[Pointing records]
------------------------------------------------

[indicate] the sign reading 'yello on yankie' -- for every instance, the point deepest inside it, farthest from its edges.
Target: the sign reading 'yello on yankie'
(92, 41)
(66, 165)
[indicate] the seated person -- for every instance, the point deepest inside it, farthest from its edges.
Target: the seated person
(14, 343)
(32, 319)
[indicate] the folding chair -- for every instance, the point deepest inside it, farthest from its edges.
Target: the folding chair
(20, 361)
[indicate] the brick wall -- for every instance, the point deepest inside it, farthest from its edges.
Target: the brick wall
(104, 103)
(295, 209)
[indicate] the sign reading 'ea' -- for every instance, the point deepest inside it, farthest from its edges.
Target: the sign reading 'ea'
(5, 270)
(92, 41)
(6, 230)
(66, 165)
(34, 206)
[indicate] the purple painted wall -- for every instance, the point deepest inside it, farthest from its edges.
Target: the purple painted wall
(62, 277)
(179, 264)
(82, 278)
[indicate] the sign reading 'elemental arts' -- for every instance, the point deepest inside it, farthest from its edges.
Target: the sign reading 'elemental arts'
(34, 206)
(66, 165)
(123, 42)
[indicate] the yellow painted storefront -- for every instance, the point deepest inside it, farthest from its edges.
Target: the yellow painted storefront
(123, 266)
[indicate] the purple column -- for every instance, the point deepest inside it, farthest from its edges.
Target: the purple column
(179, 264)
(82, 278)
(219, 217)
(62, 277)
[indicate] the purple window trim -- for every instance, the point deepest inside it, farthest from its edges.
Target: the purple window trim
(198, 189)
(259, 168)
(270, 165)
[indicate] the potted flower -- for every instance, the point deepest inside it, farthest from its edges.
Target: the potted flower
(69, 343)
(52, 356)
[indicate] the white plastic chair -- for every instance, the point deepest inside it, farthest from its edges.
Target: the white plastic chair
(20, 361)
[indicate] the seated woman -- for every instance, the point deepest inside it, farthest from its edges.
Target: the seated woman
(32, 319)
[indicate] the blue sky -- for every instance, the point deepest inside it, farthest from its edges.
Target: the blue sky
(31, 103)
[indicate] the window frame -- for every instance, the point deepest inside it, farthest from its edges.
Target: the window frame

------------------------------------------------

→ YOUR OBJECTIVE
Please write out again the material starting at the line that contains "[indicate] the yellow" and ending at the end of the material, both ends included, with the requests unchanged. Multiply every coordinate in the answer points by 1.75 and round each to a whole number, rounding halves up.

→ COMPLETE ANSWER
[indicate] the yellow painted storefront -- for every instance, the point deepest inside it, farthest from its edges.
Target: the yellow painted storefront
(215, 466)
[indicate] the purple column -- for every instance, the point deepest inside it, farthest from its edges.
Target: the purple column
(313, 462)
(144, 487)
(383, 380)
(109, 485)
[indicate] the purple window trim -- for every instance, the point deepest inside it, farthest from its edges.
Target: the purple window trim
(347, 331)
(453, 294)
(473, 289)
[indicate] the potted flower -- for every instance, the point deepest inside it, farthest from its edges.
Target: the potted flower
(121, 600)
(91, 623)
[indicate] the white plastic chair -- for every instance, the point deepest inside it, farthest from its edges.
Target: the white plastic chair
(35, 632)
[indicate] the seated woman -- for every instance, the point deepest inside it, farthest from its edges.
Target: the seated woman
(56, 558)
[indicate] the blue sky -- for every instance, the point deepest inside it, farthest from its edges.
Target: the blue sky
(54, 180)
[indicate] the window frame -- for every instance, the point deepest inside it, farthest from its edges.
Target: the window frame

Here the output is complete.